Set exercise 1
Print the lines of the listing again, starting with the line that contains "Expected: for every instance of the dry" and continuing through the end of the listing.

Source extract
Department of Engineering, Computer Science, Sogang University, Seoul 04107, Korea
Applied Data Science, Sungkyunkwan University, Suwon 16419, Korea
Author to whom correspondence should be addressed.
Entropy 2019, 21(12), 1213;
Submission received: 23 October 2019 / Revised: 3 December 2019 / Accepted: 10 December 2019 / Published: 11 December 2019
(This article belongs to the Section Multidisciplinary Applications)


Synthetic data has been shown to be effective in training state-of-the-art neural machine translation (NMT) systems. Because the synthetic data is often generated by back-translating monolingual data from the target language into the source language, it potentially contains a lot of noise—weakly paired sentences or translation errors. In this paper, we propose a novel approach to filter this noise from synthetic data. For each sentence pair of the synthetic data, we compute a semantic similarity score using bilingual word embeddings. By selecting sentence pairs according to these scores, we obtain better synthetic parallel data. Experimental results on the IWSLT 2017 Korean→English translation task show that despite using much less data, our method outperforms the baseline NMT system with back-translation by up to 0.72 and 0.62 Bleu points for tst2016 and tst2017, respectively.

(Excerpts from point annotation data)
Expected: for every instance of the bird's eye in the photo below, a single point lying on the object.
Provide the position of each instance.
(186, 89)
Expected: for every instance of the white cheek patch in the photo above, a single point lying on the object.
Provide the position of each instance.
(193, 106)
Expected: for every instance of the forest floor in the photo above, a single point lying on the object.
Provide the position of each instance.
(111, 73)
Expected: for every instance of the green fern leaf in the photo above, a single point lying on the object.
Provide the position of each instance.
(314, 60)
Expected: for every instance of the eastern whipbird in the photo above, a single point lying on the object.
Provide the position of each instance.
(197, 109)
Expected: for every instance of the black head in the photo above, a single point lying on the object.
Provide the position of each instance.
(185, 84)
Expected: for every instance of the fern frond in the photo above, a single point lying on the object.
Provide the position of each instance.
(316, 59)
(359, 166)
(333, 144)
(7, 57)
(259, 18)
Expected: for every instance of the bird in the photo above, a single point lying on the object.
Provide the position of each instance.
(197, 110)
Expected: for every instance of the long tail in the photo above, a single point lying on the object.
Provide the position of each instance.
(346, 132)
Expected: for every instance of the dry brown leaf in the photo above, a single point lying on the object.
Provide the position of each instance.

Set exercise 2
According to the abstract on neural machine translation, why does synthetic data potentially contain a lot of noise?

Written reply 1
Expected: for every instance of the dry brown leaf in the photo above, a single point lying on the object.
Provide the position of each instance.

Written reply 2
Synthetic data is often generated by back-translating monolingual data from the target language into the source language. As a result, it can contain noise in the form of weakly paired sentences or translation errors.